Extract to read:
----------------
Giving the agent the image and the following prompt
Generate a 60-second seismograph recording similar to the one in the image for the Horizontal (East/West) event.and some additional instructions (see video) after the first attempt, produces a nice simulation of the seismograph data.
Alternatively, if you know what you want and and can provide the agent with clear instructions from a domain point of view, it will do a very nice job straight away. This is a “domian-driven” prompt and the result:
Simulate a 60-second vertical seismograph recording with a P-wave arrival at 5 seconds and an S-wave arrival at 15 seconds. The P-wave should have moderate amplitude (~50 mm/s) with a frequency around 8 Hz and light damping. The S-wave should be larger (~120 mm/s) with a lower frequency around 3 Hz. Add ambient ground noise of about 0.5 mm/s. Use realistic seismic parameters for a local earthquake.An alternative architecture would be to force the LLM to generate Python code (e.g., NumPy scripts) that gets executed directly. 🐦🔥 PHOENIX deliberately avoids this for several reasons:
No code execution and all numeric inputs are bounded. A code generation approach would require sandboxing, code review or deploying execution environments.
Full server-side validation of every parameter. Otherwise, the application would have to validate arbitrary code for correcteness and safety.
This is a simple one. Parameters are store in the DB and identical re-generation is a one-click process. Code generation requires storing (who knows how many lines of) code and an engine to re-execute it on demand. Additionally, the dependencies management could become a problem as the code generation DB grows.
Users see and can modify every parameter in the form (UI). This creates low barriers for non-coders. Otherwise, users must understand generated code to modify it.
Validation errors map to specific form fields. Code execution generates runtime errors. This are in most cases opaque and not easy to understand for non-developers.
----------------
Data to examine:

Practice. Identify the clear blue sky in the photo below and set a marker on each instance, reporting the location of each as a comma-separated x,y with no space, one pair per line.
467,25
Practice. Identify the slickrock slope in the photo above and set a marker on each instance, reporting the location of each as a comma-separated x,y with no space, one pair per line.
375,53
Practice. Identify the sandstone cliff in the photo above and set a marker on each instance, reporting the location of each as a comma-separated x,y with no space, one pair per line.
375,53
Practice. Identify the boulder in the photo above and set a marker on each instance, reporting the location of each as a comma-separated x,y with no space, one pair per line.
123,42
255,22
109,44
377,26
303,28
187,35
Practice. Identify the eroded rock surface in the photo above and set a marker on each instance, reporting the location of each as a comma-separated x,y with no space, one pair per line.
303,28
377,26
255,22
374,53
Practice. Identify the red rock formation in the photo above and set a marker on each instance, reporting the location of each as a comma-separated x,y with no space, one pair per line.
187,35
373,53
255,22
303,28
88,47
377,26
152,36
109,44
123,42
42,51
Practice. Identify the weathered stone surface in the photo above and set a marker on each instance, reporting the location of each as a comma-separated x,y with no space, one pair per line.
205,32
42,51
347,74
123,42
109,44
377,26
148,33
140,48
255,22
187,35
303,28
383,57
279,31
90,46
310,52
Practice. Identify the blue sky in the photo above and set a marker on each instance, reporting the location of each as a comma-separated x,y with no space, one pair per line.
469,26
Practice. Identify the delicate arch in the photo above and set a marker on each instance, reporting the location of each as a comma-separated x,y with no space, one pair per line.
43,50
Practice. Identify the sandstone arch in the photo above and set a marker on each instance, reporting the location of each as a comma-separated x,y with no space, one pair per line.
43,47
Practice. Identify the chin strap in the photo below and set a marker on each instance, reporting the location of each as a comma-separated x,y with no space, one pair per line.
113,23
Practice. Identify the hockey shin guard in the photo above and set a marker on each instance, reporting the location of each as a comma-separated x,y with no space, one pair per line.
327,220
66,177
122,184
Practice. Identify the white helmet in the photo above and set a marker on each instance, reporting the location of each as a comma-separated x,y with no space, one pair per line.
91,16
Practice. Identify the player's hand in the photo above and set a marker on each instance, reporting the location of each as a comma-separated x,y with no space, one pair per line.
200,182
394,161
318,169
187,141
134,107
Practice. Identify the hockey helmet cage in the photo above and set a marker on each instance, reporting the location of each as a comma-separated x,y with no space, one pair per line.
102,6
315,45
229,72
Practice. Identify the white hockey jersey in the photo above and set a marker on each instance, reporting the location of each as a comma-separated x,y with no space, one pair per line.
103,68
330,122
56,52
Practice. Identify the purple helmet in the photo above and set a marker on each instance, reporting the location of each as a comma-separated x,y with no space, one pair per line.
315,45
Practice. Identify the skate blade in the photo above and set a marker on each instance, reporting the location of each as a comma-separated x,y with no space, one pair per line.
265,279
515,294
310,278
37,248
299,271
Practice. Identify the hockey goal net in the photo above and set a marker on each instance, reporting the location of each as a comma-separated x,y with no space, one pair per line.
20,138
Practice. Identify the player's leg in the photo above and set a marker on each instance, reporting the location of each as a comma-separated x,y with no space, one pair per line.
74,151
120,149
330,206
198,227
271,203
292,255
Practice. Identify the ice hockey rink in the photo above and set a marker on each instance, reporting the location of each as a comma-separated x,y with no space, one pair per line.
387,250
----------------
Tasks:
(a) Reproduce the seismograph simulation excerpt word for word, starting at "This is a simple" and ending at "understand for non-developers.".
(b) In the seismograph simulation excerpt, list every value given in mm/s and what each one describes.

Task solutions:
(a)
This is a simple one. Parameters are store in the DB and identical re-generation is a one-click process. Code generation requires storing (who knows how many lines of) code and an engine to re-execute it on demand. Additionally, the dependencies management could become a problem as the code generation DB grows.
Users see and can modify every parameter in the form (UI). This creates low barriers for non-coders. Otherwise, users must understand generated code to modify it.
Validation errors map to specific form fields. Code execution generates runtime errors. This are in most cases opaque and not easy to understand for non-developers.

(b)
- ~50 mm/s: the moderate amplitude of the P-wave
- ~120 mm/s: the larger amplitude of the S-wave
- about 0.5 mm/s: the ambient ground noise